There were quite a few "Perth migrants" at the funeral and a couple of days prior I had the opportunity to mix with a slightly different crowd from the same era and even subcultural interests at Liana F's birthday gathering. As such things are, there were points of contact between the two groups with [livejournal.com profile] funontheupfield present at both events and a source of a great deal of conversation. I found much of my discussion that night, over a couple of bottles of wine (and felt rather poorly the following day as a result), was with an ADF veteran who had certainly seen more than one needs to see from such experiences that continue to affect him and his friends.

On Sunday, for something completely different, went to the Rising: A Miracle Constantly Repeated exhibition at the old rooms of Flinders Street Station with [livejournal.com profile] lei_loo. It wasn't a bad exhibition really, even accounting for their pitch for world's worst website, with various installation pieces exploring chimeric creatures that combine human-like forms with the more bestial, and clearly inspired from Australian fauna. But the real highlight was less of the exhibition, but rather the building itself, long closed to the public eye with the old ballroom, games room, etc all in a dilapidated condition.

And as the final item in this rather all-over-the-place past few days, today I finished the draft of my thesis for a Master's of Higher Education at the University of Otago. It requires some spelling and formatting changes, and a few minor additions and corrections, but the 25,000 words or so is done and finished a year early. Thus the end is near from two years of coursework, and one for the thesis. The title is "The Future of the University in the Age of the Internet", essentially looking at demographic changes, public economics (externalities, cost-disease), digital content provision and licensing, and a qualitative survey of learners, educators, and designers. Rather like my MSc in Information Systems, I find that there are significant advantages in the "free and open-source" approaches to content provision.
tcpip: (Default)

- **Given entries**:
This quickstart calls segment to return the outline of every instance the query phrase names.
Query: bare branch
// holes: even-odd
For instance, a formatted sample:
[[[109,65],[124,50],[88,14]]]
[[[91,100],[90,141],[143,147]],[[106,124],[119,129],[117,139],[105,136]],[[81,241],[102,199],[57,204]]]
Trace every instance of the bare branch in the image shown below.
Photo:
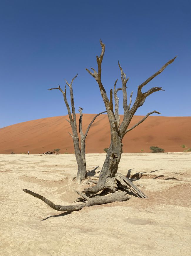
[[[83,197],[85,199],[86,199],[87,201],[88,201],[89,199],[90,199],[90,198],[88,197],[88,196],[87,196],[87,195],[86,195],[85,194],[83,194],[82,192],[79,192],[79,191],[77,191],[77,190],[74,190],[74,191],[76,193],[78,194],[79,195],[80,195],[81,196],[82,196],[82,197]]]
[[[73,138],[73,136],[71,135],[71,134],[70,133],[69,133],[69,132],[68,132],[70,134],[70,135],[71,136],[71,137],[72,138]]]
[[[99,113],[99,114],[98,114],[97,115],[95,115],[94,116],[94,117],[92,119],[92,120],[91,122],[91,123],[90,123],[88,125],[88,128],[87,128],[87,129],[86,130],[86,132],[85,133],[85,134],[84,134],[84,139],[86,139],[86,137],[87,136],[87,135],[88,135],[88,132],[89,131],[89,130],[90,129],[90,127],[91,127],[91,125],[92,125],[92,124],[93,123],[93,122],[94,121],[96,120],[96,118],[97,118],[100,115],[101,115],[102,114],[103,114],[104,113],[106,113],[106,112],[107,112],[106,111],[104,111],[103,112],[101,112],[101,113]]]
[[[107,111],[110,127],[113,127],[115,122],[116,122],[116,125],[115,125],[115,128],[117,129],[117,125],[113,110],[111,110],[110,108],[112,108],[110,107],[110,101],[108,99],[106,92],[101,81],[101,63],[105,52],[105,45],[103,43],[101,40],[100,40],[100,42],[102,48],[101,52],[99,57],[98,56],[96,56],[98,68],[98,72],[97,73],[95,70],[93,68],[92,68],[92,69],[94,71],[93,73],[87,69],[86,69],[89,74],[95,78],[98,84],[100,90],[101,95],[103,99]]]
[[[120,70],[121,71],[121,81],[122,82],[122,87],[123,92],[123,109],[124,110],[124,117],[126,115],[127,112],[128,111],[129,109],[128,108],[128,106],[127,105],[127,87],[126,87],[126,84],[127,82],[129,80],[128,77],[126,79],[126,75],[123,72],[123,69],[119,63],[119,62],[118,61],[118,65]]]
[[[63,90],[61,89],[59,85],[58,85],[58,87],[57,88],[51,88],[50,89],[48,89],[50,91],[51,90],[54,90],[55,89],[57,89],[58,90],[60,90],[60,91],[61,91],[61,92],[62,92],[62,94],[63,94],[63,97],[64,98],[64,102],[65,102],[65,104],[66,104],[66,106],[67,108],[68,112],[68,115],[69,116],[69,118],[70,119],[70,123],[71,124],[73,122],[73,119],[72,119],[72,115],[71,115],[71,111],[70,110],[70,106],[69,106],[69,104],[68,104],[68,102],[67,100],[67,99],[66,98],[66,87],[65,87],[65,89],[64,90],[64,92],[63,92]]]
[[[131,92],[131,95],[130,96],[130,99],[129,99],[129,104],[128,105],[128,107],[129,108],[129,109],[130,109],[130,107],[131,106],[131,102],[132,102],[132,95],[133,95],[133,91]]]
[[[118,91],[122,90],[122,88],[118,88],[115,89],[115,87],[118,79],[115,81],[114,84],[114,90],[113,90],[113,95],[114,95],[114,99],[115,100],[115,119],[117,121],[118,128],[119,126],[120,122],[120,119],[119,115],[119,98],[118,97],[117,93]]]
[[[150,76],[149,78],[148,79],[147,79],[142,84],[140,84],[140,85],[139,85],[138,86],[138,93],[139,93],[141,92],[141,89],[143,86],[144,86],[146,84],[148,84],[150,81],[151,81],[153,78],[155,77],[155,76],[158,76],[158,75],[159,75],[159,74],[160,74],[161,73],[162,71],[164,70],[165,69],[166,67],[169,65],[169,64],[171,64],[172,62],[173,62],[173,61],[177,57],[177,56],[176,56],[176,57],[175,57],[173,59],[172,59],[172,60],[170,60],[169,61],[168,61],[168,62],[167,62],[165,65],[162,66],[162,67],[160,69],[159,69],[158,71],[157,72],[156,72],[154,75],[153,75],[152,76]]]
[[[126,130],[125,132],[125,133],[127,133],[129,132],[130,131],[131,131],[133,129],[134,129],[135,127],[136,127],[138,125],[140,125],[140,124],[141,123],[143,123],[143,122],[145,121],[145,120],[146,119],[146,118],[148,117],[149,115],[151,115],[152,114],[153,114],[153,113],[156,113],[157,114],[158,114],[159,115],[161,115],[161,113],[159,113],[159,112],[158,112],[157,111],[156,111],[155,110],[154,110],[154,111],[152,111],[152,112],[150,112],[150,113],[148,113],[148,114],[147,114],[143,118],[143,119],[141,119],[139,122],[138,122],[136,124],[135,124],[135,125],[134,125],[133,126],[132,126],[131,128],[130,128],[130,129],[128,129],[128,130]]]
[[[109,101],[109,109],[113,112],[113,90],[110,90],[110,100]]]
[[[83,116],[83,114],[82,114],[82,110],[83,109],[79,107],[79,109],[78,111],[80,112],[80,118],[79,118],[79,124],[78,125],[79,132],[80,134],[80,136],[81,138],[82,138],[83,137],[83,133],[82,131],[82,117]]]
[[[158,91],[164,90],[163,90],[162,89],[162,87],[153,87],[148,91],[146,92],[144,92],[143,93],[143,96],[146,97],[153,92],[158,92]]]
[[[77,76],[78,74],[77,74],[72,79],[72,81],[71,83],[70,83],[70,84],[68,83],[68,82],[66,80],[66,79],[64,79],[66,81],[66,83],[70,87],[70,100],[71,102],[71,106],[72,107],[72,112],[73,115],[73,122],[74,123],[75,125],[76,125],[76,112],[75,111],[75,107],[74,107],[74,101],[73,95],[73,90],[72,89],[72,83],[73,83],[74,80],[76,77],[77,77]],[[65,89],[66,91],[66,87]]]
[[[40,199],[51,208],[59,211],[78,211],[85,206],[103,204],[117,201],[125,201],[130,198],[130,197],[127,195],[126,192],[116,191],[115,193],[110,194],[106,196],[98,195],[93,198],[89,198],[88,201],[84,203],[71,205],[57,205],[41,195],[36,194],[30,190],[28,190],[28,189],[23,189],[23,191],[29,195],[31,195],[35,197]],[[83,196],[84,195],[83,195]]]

- **Task item A**: Write out everything in the journal entry from "And as the final" down to "tcpip: (Default)".
- **Task item B**: What title does the journal entry give for the Master's thesis?

- **Task answer A**:
And as the final item in this rather all-over-the-place past few days, today I finished the draft of my thesis for a Master's of Higher Education at the University of Otago. It requires some spelling and formatting changes, and a few minor additions and corrections, but the 25,000 words or so is done and finished a year early. Thus the end is near from two years of coursework, and one for the thesis. The title is "The Future of the University in the Age of the Internet", essentially looking at demographic changes, public economics (externalities, cost-disease), digital content provision and licensing, and a qualitative survey of learners, educators, and designers. Rather like my MSc in Information Systems, I find that there are significant advantages in the "free and open-source" approaches to content provision.
tcpip: (Default)

- **Task answer B**: "The Future of the University in the Age of the Internet"